Records supplied:
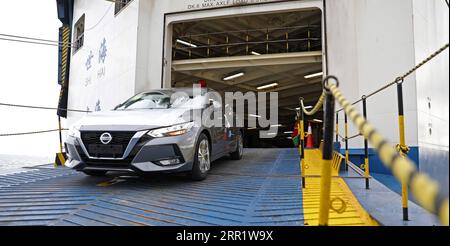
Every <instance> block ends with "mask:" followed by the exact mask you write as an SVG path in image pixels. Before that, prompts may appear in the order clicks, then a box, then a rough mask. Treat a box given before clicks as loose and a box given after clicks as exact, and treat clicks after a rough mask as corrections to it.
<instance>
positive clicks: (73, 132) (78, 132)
mask: <svg viewBox="0 0 450 246" xmlns="http://www.w3.org/2000/svg"><path fill="white" fill-rule="evenodd" d="M67 135H68V136H69V137H74V138H81V133H80V126H72V127H71V128H70V129H69V132H68V133H67Z"/></svg>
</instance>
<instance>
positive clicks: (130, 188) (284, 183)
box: [0, 149, 304, 226]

Task objective: The expected output is every entry, retyped exactly, with all pictures removed.

Response to the task:
Every <instance> block ends with "mask:" followed by the exact mask you write as an SVG path in image pixels. Before that, prompts may appear in the order clicks, then a box, then a rough mask. Treat a box given before clicks as loose and a box given after clicks as exact, and treat clicks after a rough mask as corrections to it.
<instance>
positive clicks: (73, 132) (78, 132)
mask: <svg viewBox="0 0 450 246" xmlns="http://www.w3.org/2000/svg"><path fill="white" fill-rule="evenodd" d="M67 135H68V136H69V137H74V138H81V133H80V126H72V127H71V128H70V129H69V132H68V133H67Z"/></svg>
</instance>
<instance>
positive clicks: (130, 188) (284, 183)
box: [0, 149, 304, 226]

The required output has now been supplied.